## Data under study:
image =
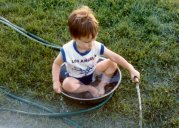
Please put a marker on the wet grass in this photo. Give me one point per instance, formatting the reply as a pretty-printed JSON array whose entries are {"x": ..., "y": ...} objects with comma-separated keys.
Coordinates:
---
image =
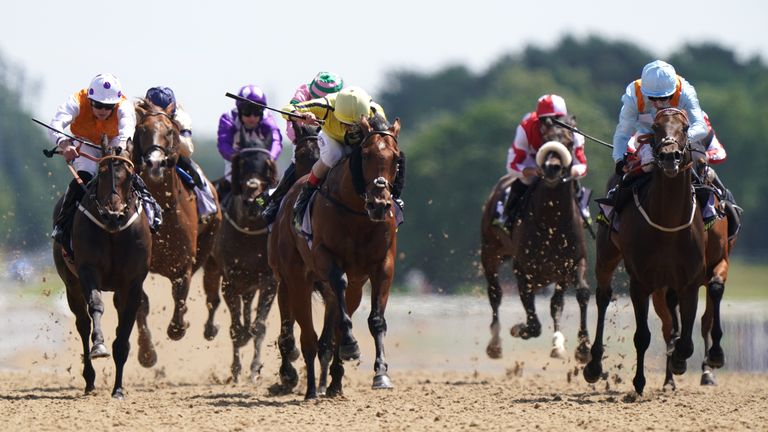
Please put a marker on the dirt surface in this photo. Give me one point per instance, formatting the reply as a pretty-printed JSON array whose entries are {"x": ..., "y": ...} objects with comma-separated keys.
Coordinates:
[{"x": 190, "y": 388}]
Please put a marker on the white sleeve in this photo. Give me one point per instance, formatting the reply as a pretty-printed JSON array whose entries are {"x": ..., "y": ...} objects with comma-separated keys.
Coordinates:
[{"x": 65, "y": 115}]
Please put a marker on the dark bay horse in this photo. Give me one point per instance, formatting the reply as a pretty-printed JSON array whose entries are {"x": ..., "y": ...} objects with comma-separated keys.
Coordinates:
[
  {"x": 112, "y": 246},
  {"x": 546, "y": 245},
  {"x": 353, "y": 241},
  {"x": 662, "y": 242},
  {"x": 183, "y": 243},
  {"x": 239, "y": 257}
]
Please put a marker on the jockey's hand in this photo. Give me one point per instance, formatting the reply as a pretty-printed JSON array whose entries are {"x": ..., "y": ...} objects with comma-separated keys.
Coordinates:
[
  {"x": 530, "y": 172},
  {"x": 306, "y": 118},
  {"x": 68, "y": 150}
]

## Problem details:
Return all lines of the material that have "objects" in them.

## Solution to the problem:
Please put a marker on the wet grass in this photo. Give me one point per instance, formatting the reply as a pretty-printed JSON array whose entries are {"x": ..., "y": ...} objects with comma-separated keys.
Please put a marker on the dirt surface in this photo. Give me one point per instance, formatting the reply as a pretty-printed JSON array whose entries are {"x": ..., "y": ...} objects with comma-separated keys.
Please put a marker on the white sleeve in this photo. Give me one point per instance, formatting the reply as a pretty-printed JSON array whose entries are {"x": ..., "y": ...} objects with comma-separated keys.
Please put a marker on the dark bay horse in this photo. Give me one point per instance, formatting the reply as a pretty-printed JSON array whose entries are {"x": ..., "y": ...} objects with comma-separated keys.
Please put a marker on the jockey's hand in this photo. Give me one point per instance, formatting the reply as a pretty-printed JSON array whose entries are {"x": ..., "y": ...} objects with comma-separated keys.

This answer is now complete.